## Provided text
************

Question 8: \frac{\cos (\pi+x) \cos (-x)}{\sin (\pi-x) \cos \left(\frac{\pi}{2}+x\right)}=\cot ^2 x

Solution: \text { L.H.S. }=\frac{\cos (\pi+x) \cos (-x)}{\sin (\pi-x) \cos \left(\frac{\pi}{2}+x\right)}

=\frac{(-\cos x)(\cos x)}{(\sin x)(-\sin x)}

=\frac{-\cos ^2 x}{-\sin ^2 x}

=\cot ^2 \mathrm{x} ={RHS}

Question 9: \cos \left(\frac{3 \pi}{2}+x\right) \cos (2 \pi+x)\left[\cot \left(\frac{3 \pi}{2}-x\right)+\cot (2 \pi+x)\right]=1

Solution: \text { L.H.S. }=\cos \left(\frac{3 \pi}{2}+x\right) \cos (2 \pi+x)\left[\cot \left(\frac{3 \pi}{2}-x\right)+\cot (2 \pi+x)\right]

=\sin \mathrm{x} \cos \mathrm{x}(\tan \mathrm{x}+\cot \mathrm{x})

************

## Raw records
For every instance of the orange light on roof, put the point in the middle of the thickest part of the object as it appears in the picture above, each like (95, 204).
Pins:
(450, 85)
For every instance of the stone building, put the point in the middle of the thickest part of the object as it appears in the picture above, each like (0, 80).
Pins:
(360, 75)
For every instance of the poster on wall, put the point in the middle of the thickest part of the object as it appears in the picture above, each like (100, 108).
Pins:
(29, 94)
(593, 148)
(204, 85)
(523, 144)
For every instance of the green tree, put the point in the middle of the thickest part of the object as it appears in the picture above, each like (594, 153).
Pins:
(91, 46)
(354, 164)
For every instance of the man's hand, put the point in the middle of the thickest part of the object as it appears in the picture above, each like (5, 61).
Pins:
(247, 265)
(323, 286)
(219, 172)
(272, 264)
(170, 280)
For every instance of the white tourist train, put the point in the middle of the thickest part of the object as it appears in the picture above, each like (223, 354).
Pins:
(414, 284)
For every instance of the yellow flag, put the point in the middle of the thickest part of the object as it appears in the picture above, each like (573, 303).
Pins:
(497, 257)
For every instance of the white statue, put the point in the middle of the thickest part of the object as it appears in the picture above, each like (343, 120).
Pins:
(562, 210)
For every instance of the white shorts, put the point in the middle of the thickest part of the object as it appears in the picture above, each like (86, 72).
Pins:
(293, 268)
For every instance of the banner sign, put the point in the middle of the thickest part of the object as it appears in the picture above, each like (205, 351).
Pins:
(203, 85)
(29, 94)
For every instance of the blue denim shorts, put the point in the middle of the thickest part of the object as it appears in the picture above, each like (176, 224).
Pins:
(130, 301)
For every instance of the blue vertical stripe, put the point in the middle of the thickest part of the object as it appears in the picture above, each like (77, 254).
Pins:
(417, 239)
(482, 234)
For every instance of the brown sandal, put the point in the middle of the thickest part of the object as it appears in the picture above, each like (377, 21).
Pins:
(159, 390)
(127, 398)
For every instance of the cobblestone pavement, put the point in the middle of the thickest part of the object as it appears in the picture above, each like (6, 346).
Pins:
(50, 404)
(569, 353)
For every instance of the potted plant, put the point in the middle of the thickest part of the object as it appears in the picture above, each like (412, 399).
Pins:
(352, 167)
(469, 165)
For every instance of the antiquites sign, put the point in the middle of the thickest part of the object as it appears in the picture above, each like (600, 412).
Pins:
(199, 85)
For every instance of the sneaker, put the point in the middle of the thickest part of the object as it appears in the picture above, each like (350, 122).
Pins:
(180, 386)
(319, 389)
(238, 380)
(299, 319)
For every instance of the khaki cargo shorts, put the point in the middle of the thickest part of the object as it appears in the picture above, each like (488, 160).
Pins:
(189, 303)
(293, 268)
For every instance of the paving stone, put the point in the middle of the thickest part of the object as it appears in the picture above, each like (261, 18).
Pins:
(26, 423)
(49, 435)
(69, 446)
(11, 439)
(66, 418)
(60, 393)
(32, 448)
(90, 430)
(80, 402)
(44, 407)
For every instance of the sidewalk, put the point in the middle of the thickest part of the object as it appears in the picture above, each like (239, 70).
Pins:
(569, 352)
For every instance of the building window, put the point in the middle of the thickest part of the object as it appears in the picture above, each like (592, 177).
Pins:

************

## Goal
Answer these from the trigonometry text, one per line:
(a) In the Question 8 solution, what is written in place of cos(π + x)?
(b) What value does Question 9 say the whole expression equals?
(c) In the last step shown for Question 9, what sum is inside the parentheses?

## Expected answer
(a) −cos x
(b) 1
(c) tan x + cot x